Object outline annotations
— Start —

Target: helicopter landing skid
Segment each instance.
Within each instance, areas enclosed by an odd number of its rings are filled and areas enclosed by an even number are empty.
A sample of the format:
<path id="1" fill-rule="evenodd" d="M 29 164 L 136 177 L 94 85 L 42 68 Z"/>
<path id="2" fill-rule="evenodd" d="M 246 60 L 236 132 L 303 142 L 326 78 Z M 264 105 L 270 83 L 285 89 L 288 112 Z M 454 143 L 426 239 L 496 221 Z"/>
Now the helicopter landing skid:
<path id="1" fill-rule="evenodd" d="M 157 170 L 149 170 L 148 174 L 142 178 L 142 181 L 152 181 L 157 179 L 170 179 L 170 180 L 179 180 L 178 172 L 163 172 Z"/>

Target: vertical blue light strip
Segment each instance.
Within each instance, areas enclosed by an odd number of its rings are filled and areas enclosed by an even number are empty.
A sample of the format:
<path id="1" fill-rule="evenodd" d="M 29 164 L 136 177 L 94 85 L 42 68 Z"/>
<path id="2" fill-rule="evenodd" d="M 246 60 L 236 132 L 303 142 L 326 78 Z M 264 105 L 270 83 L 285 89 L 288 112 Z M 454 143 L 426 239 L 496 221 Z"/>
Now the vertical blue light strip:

— End —

Work to complete: Begin with the line that contains "Target: vertical blue light strip" and end with the last line of the records; set down every line in that span exactly, and nothing else.

Worked answer:
Target: vertical blue light strip
Segment each instance.
Within each instance, areas enclosed by an odd number of its rings are filled and areas enclosed by an even number are empty.
A sample of the format:
<path id="1" fill-rule="evenodd" d="M 29 164 L 136 177 L 94 85 L 42 68 Z"/>
<path id="2" fill-rule="evenodd" d="M 246 60 L 236 132 L 303 142 L 326 78 Z M 264 105 L 270 83 L 285 89 L 288 112 Z M 454 143 L 426 239 L 496 221 Z"/>
Now the vertical blue light strip:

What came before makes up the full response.